→ THE INPUT
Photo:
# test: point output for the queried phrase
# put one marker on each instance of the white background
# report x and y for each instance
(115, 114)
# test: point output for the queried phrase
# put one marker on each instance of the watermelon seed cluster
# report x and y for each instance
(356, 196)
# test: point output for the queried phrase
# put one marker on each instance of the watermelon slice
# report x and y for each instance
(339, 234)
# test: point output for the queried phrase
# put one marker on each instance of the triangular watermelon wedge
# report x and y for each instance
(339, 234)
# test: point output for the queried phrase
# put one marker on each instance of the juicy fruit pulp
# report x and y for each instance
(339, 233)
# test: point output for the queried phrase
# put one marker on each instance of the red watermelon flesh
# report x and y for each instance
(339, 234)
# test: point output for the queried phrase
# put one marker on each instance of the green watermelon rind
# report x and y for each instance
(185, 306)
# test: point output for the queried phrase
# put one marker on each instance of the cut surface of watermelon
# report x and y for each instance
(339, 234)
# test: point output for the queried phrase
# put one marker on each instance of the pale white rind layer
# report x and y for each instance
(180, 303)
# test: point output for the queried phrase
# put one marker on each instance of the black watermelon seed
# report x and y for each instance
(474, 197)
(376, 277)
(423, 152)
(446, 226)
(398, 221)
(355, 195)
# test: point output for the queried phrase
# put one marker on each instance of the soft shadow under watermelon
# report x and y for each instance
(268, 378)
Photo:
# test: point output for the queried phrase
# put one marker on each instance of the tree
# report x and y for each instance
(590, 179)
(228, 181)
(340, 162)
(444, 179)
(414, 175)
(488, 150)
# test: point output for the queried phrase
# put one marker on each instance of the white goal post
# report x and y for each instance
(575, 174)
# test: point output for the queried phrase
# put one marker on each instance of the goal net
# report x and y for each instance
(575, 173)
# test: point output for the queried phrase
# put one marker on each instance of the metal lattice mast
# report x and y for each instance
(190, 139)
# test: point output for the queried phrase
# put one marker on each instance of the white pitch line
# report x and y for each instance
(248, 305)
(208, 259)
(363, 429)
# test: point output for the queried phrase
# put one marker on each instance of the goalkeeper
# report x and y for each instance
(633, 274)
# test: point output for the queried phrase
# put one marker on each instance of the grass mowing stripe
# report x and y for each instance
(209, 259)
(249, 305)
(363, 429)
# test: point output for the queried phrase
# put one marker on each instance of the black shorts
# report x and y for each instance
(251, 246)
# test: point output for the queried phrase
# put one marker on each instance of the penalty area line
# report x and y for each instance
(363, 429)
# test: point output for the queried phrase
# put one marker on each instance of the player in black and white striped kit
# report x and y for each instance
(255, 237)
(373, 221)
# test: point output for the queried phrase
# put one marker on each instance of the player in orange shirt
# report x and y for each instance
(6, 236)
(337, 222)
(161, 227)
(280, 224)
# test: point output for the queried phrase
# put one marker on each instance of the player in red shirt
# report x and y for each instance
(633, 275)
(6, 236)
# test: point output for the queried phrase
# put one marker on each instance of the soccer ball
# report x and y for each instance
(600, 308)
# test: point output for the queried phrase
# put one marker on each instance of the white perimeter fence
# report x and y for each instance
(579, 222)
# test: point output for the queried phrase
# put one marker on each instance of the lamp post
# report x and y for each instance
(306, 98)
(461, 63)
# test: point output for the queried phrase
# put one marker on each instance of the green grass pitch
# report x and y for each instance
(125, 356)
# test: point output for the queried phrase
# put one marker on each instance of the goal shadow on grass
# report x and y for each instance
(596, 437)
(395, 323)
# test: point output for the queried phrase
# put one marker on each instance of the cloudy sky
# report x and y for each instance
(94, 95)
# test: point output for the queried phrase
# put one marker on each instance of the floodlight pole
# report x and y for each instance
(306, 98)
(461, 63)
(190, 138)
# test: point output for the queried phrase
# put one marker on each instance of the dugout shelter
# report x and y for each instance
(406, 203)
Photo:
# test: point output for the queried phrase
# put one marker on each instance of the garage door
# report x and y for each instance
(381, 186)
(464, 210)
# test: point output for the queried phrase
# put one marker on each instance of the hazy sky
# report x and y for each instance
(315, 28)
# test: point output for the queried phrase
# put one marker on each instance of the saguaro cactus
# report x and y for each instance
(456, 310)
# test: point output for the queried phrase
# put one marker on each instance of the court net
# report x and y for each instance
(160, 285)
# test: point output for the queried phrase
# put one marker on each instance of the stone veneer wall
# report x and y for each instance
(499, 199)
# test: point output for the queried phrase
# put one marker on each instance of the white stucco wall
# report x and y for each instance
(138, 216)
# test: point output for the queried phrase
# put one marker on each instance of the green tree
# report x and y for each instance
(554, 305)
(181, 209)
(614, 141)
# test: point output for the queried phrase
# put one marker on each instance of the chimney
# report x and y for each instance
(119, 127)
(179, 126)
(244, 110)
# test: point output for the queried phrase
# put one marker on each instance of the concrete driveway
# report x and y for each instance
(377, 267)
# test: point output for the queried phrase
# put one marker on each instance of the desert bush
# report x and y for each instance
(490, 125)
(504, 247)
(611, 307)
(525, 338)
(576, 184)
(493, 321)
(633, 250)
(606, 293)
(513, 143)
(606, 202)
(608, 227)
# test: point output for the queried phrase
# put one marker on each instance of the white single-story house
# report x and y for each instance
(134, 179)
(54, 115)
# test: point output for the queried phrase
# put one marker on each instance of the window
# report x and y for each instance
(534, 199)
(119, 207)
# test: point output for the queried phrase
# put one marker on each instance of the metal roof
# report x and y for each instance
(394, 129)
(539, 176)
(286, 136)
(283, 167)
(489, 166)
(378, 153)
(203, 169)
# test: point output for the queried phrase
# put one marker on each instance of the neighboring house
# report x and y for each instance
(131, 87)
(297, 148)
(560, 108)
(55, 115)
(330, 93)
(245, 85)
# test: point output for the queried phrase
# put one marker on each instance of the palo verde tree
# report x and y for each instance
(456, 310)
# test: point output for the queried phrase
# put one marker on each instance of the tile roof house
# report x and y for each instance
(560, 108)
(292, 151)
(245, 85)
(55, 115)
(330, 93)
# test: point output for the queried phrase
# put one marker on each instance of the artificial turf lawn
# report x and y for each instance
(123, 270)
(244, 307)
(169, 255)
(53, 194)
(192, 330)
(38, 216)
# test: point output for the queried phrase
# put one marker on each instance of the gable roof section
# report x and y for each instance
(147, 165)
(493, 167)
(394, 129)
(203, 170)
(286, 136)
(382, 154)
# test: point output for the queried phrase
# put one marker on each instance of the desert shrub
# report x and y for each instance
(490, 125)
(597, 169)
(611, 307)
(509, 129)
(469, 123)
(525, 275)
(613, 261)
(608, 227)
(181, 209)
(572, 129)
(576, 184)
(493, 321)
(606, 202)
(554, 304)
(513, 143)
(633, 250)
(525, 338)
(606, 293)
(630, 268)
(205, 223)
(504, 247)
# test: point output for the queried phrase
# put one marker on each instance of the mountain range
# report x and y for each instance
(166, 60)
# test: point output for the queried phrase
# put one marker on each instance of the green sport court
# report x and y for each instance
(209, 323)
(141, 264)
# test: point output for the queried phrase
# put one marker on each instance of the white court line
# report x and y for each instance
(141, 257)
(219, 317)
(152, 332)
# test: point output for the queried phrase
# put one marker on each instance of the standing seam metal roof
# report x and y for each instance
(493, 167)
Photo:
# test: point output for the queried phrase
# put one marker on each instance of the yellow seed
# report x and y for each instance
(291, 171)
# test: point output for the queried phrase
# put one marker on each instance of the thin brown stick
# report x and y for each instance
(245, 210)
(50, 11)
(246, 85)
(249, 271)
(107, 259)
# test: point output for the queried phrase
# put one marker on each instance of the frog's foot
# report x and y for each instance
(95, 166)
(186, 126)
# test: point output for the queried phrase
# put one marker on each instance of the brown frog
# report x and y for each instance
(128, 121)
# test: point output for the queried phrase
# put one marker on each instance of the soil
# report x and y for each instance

→ TASK INSTRUCTIONS
Extract each line of the records above that contains the string "shadow", reproducing every matching line in full.

→ PROBLEM SOLUTION
# put one marker on each instance of the soft shadow under watermelon
# put one marker on each instance of the goal shadow on grass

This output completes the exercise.